Description of the task | Go to the line that contains "Target: city hall building" and extract it along with every line after it, exactly, through the end of the data below.

═══ Recorded information

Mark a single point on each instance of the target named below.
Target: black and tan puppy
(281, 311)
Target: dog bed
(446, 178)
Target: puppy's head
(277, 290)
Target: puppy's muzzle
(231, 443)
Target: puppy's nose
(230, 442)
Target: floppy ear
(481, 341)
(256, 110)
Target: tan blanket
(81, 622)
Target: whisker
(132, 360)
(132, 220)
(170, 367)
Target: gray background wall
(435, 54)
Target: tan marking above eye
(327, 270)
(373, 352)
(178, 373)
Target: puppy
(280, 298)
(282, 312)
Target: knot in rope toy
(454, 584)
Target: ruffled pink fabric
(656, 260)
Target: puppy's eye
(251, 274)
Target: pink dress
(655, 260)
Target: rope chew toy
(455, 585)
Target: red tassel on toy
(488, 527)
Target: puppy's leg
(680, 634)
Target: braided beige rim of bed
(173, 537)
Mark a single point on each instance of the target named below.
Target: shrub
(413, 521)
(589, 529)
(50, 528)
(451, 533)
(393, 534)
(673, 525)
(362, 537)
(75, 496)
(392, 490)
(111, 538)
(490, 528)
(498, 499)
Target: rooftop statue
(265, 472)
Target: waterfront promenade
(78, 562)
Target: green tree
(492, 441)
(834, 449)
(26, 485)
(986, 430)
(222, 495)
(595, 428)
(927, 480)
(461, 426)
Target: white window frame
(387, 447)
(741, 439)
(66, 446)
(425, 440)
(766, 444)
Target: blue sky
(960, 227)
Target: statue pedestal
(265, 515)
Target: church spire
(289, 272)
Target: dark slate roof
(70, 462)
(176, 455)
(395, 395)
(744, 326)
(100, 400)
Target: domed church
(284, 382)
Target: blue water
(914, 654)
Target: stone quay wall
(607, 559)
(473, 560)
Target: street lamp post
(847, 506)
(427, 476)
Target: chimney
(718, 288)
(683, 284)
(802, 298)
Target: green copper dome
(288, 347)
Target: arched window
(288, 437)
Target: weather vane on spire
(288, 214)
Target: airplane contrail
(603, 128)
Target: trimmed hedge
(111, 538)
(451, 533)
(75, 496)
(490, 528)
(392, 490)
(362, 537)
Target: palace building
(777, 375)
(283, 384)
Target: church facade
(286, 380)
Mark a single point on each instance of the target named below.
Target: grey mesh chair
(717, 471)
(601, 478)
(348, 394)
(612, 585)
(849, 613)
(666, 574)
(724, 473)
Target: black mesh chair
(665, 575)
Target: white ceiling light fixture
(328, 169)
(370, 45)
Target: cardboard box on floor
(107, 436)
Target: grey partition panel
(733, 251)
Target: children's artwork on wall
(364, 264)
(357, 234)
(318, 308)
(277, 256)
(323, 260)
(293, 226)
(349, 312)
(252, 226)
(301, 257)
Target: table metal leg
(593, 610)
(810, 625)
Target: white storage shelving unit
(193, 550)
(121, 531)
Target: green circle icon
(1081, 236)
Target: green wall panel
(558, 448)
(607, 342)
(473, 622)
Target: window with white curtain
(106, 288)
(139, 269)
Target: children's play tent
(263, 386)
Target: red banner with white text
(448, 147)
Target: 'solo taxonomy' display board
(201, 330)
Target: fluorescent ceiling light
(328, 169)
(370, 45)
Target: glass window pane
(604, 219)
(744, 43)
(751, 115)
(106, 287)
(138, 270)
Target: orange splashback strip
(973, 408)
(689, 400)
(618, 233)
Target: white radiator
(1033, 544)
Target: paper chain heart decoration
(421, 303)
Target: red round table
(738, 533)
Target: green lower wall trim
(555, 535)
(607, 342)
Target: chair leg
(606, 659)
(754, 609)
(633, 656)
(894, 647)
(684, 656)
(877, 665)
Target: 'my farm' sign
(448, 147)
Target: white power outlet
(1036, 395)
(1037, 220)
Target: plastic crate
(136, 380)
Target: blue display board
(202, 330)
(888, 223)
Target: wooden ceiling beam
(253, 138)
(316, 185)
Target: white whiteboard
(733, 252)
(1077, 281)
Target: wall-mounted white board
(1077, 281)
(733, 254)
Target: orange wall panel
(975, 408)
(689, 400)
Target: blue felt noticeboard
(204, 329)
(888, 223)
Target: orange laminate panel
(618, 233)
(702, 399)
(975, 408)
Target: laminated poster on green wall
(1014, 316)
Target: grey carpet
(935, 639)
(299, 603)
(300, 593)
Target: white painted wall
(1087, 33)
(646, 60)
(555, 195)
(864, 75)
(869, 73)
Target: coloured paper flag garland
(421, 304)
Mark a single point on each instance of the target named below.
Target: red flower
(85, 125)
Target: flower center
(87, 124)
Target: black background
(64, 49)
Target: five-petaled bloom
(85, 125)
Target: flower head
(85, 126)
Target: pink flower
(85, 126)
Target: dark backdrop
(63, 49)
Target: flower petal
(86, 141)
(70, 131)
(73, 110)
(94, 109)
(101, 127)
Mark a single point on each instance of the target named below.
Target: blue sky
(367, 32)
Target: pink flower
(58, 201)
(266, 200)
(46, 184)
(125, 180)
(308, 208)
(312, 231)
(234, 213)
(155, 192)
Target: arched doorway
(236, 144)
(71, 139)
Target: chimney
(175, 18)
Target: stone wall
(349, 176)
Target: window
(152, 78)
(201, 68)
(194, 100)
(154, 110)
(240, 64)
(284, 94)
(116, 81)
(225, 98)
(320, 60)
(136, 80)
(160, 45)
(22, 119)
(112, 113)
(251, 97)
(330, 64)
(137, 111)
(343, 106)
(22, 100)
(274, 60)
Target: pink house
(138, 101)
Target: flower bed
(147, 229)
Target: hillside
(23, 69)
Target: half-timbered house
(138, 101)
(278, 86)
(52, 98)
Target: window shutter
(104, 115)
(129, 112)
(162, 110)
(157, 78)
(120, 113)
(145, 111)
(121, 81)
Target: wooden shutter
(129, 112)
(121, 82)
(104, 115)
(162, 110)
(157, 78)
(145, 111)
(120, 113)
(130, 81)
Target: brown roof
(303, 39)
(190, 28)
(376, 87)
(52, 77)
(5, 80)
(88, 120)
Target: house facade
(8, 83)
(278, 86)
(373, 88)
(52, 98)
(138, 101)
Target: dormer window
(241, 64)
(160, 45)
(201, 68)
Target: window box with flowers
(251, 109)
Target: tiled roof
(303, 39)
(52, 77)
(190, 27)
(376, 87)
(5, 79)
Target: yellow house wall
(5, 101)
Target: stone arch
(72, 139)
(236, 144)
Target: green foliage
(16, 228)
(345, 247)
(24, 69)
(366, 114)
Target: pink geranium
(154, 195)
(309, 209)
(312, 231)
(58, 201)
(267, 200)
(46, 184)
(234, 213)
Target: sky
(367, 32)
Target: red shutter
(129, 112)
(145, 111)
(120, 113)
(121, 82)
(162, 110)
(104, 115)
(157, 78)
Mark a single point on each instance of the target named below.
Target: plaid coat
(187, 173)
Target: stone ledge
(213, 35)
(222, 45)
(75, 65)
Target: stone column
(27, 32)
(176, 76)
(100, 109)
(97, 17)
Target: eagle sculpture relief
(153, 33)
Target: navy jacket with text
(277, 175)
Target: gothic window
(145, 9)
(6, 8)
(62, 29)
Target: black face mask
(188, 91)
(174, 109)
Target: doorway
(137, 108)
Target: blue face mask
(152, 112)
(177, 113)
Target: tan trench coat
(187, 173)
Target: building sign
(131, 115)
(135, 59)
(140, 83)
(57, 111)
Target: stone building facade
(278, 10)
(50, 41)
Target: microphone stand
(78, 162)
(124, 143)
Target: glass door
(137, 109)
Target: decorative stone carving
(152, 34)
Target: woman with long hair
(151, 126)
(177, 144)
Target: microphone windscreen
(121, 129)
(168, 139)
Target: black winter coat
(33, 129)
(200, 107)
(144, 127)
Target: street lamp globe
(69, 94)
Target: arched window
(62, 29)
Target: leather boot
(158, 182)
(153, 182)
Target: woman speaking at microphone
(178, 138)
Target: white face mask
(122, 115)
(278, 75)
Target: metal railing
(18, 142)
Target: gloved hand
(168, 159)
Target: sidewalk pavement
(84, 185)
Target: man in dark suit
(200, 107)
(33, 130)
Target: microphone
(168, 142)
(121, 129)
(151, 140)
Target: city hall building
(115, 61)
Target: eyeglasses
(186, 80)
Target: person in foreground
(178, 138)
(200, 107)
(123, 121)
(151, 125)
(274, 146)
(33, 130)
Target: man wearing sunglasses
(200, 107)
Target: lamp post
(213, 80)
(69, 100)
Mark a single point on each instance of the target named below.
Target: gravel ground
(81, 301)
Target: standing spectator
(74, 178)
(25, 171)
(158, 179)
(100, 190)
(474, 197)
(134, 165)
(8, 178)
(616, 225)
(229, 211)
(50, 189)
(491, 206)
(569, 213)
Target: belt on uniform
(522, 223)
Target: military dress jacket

══════

Result |
Target: city hall building
(115, 61)
Target: eyeglasses
(186, 80)
Target: person in foreground
(178, 138)
(200, 107)
(123, 121)
(151, 125)
(274, 146)
(33, 130)
Target: man wearing sunglasses
(200, 107)
Target: lamp post
(213, 80)
(69, 100)
Mark a single point on each instance of the target named below.
Target: gravel ground
(81, 301)
Target: standing spectator
(74, 178)
(25, 171)
(158, 179)
(100, 190)
(474, 197)
(134, 165)
(8, 178)
(616, 225)
(229, 211)
(50, 189)
(491, 206)
(569, 213)
Target: belt on uniform
(522, 223)
Target: military dress jacket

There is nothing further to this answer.